▸ To do: Working line by line, output the entries below exactly as they appear.

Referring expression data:
· · · · ·

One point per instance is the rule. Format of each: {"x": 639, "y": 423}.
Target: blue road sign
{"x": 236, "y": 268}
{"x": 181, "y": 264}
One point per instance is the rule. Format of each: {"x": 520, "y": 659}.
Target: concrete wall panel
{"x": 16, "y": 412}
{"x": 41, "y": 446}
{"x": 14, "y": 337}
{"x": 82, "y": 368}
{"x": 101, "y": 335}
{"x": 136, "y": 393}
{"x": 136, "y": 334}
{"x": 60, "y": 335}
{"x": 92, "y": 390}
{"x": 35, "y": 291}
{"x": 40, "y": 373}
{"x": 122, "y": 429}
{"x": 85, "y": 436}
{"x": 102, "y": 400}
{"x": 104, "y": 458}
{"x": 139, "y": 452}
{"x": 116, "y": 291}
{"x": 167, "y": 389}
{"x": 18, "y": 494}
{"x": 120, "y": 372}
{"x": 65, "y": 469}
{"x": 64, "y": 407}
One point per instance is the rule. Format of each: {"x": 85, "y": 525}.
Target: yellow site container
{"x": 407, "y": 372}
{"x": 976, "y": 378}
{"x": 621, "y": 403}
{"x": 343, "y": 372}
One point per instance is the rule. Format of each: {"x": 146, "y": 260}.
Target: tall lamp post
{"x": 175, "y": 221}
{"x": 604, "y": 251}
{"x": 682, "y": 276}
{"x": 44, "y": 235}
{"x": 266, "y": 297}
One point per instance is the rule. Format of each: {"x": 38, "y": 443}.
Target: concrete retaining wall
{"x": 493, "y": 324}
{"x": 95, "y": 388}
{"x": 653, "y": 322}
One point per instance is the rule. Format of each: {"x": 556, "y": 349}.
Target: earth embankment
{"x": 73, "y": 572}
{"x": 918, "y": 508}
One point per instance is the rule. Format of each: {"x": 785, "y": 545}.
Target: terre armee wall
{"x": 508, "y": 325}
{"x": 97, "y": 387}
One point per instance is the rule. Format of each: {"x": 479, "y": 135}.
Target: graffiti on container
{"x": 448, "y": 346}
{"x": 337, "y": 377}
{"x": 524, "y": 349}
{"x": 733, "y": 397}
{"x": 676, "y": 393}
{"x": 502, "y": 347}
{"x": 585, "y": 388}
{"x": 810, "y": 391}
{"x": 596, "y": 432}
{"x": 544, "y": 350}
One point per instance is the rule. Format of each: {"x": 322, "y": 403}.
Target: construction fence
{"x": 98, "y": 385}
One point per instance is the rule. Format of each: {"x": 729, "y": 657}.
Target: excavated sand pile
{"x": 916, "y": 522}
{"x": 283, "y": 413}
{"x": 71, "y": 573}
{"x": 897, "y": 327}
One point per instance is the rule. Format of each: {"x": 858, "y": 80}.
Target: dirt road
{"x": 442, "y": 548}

· · · · ·

▸ Task output:
One point per instance is the rule. Format of each: {"x": 639, "y": 423}.
Target: blue road sign
{"x": 236, "y": 268}
{"x": 181, "y": 264}
One point per instance is the rule. Format of each: {"x": 520, "y": 659}.
Target: concrete wall panel
{"x": 16, "y": 412}
{"x": 41, "y": 446}
{"x": 14, "y": 337}
{"x": 82, "y": 368}
{"x": 101, "y": 335}
{"x": 136, "y": 393}
{"x": 136, "y": 334}
{"x": 60, "y": 335}
{"x": 92, "y": 390}
{"x": 35, "y": 291}
{"x": 40, "y": 373}
{"x": 122, "y": 429}
{"x": 85, "y": 436}
{"x": 102, "y": 400}
{"x": 104, "y": 458}
{"x": 139, "y": 452}
{"x": 116, "y": 291}
{"x": 167, "y": 389}
{"x": 18, "y": 494}
{"x": 120, "y": 372}
{"x": 65, "y": 469}
{"x": 64, "y": 407}
One point per instance is the rule. Format of each: {"x": 85, "y": 525}.
Target: yellow site container
{"x": 407, "y": 372}
{"x": 976, "y": 378}
{"x": 621, "y": 403}
{"x": 343, "y": 372}
One point per instance is the rule. Format of each: {"x": 146, "y": 260}.
Target: tall lamp post
{"x": 175, "y": 221}
{"x": 604, "y": 251}
{"x": 682, "y": 276}
{"x": 44, "y": 235}
{"x": 266, "y": 297}
One point per instance is the rule. Format of each: {"x": 38, "y": 443}.
Target: concrete retaining wall
{"x": 493, "y": 324}
{"x": 95, "y": 388}
{"x": 653, "y": 322}
One point per instance is the rule. Format of each: {"x": 556, "y": 349}.
Target: earth embankment
{"x": 73, "y": 572}
{"x": 918, "y": 508}
One point per instance is the rule. Format of each: {"x": 785, "y": 545}.
Target: terre armee wall
{"x": 508, "y": 325}
{"x": 97, "y": 387}
One point per instance is the rule. Format of each: {"x": 479, "y": 135}.
Target: graffiti on container
{"x": 448, "y": 346}
{"x": 337, "y": 377}
{"x": 524, "y": 349}
{"x": 733, "y": 397}
{"x": 676, "y": 393}
{"x": 502, "y": 347}
{"x": 585, "y": 388}
{"x": 810, "y": 391}
{"x": 596, "y": 432}
{"x": 544, "y": 350}
One point per instance is the rule. Format of each: {"x": 322, "y": 403}.
Target: construction fence
{"x": 98, "y": 385}
One point per instance is the rule. Format of each: {"x": 729, "y": 657}.
Target: excavated sand pile
{"x": 916, "y": 522}
{"x": 283, "y": 413}
{"x": 71, "y": 573}
{"x": 897, "y": 327}
One point per instance is the rule. Format of each: {"x": 858, "y": 80}.
Target: dirt road
{"x": 442, "y": 548}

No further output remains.